EXCERPTED DATA =>
** begin **
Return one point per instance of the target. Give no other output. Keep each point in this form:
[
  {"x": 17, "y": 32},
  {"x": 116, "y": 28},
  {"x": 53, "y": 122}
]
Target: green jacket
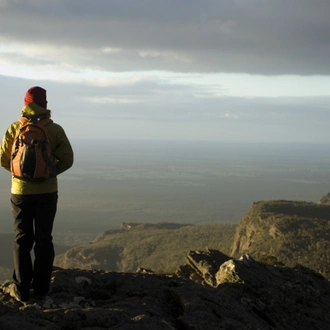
[{"x": 61, "y": 148}]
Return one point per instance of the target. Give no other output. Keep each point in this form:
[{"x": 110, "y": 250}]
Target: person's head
[{"x": 36, "y": 95}]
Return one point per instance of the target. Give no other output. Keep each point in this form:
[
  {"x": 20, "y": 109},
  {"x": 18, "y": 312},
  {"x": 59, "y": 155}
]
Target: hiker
[{"x": 34, "y": 199}]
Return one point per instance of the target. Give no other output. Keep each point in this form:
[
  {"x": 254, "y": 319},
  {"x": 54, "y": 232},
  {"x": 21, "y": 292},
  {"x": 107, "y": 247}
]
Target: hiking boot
[{"x": 13, "y": 291}]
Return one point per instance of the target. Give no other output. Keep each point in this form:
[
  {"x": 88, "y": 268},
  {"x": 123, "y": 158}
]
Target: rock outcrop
[
  {"x": 218, "y": 292},
  {"x": 292, "y": 232}
]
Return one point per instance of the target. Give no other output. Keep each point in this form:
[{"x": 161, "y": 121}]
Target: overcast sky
[{"x": 223, "y": 70}]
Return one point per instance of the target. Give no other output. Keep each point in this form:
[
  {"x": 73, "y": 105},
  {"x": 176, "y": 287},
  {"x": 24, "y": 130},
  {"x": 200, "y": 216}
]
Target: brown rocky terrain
[
  {"x": 211, "y": 291},
  {"x": 292, "y": 232}
]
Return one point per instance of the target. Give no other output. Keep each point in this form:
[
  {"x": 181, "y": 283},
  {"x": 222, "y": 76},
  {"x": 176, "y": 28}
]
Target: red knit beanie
[{"x": 36, "y": 95}]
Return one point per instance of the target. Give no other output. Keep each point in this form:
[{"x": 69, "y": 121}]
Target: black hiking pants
[{"x": 33, "y": 224}]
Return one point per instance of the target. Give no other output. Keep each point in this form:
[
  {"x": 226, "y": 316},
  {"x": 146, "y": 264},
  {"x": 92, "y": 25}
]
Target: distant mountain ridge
[{"x": 291, "y": 232}]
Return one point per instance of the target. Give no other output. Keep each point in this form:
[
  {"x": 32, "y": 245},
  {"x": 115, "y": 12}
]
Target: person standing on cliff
[{"x": 34, "y": 203}]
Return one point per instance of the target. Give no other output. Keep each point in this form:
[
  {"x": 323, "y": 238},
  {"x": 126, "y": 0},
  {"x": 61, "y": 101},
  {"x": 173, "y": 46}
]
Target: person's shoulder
[
  {"x": 55, "y": 127},
  {"x": 14, "y": 127}
]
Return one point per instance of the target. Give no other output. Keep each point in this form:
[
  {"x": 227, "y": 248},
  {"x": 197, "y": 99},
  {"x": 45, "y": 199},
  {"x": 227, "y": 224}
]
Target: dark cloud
[{"x": 252, "y": 36}]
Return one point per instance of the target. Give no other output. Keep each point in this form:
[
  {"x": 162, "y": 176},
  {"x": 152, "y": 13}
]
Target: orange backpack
[{"x": 31, "y": 156}]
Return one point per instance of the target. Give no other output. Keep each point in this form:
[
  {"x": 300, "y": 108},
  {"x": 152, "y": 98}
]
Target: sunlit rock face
[{"x": 292, "y": 232}]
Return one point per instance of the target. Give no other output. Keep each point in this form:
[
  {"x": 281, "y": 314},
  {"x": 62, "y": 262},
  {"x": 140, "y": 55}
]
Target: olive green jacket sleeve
[
  {"x": 61, "y": 147},
  {"x": 6, "y": 145}
]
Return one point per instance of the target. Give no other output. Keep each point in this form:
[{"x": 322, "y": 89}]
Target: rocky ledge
[{"x": 212, "y": 291}]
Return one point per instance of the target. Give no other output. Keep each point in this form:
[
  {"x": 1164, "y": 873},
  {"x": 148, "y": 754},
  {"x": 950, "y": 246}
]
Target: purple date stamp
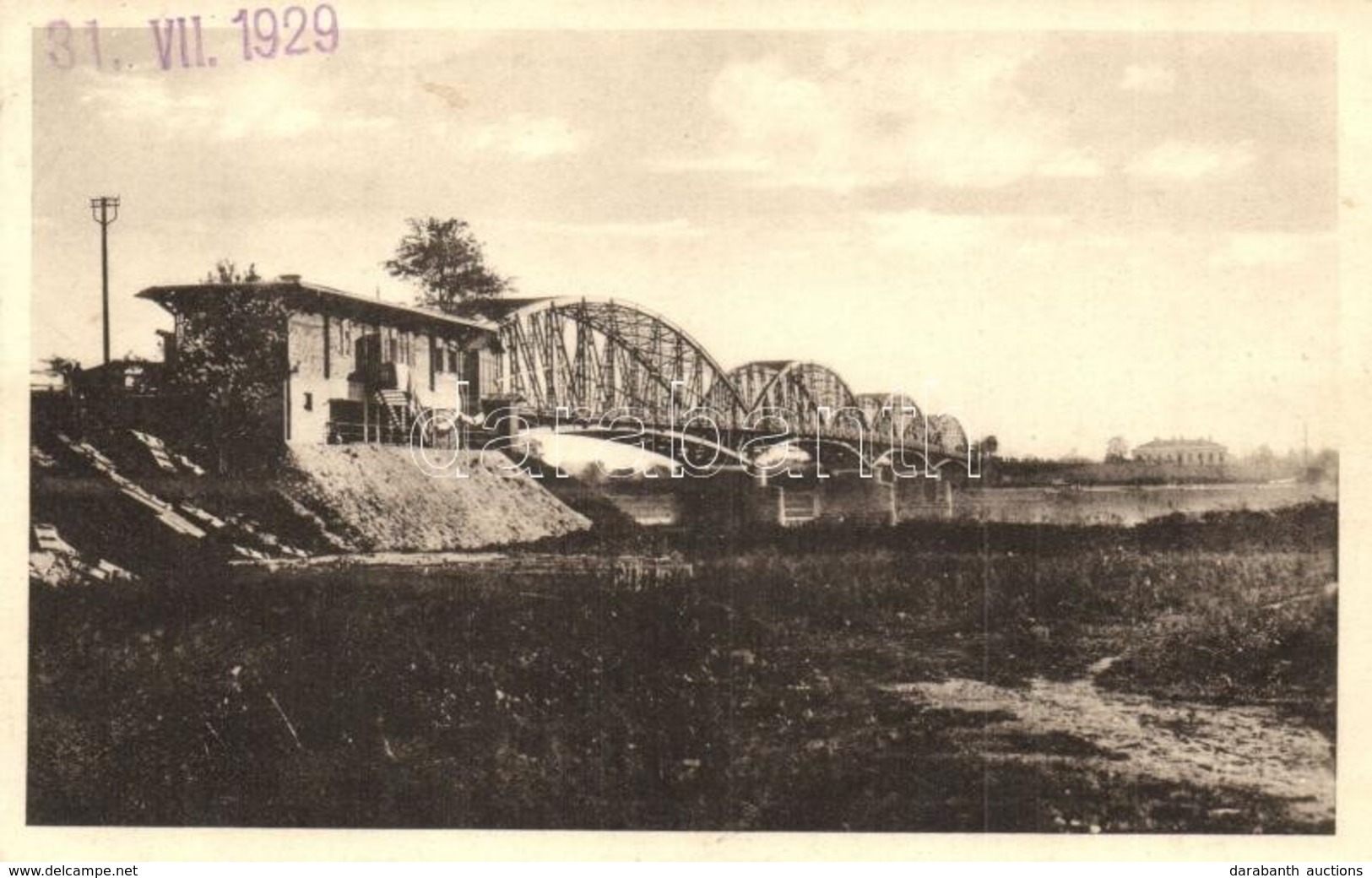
[{"x": 177, "y": 43}]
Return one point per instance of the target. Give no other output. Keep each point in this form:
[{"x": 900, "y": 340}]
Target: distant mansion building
[{"x": 1192, "y": 452}]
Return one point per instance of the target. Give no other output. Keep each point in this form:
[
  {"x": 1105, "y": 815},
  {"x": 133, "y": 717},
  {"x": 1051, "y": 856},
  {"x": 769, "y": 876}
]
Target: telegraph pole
[{"x": 105, "y": 210}]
** end **
EXERCISE REQUIREMENTS => Report every line of the material above that contains the string "green". Case counts.

OUTPUT OF THE TASK =>
Target: green jacket
Target: olive green jacket sleeve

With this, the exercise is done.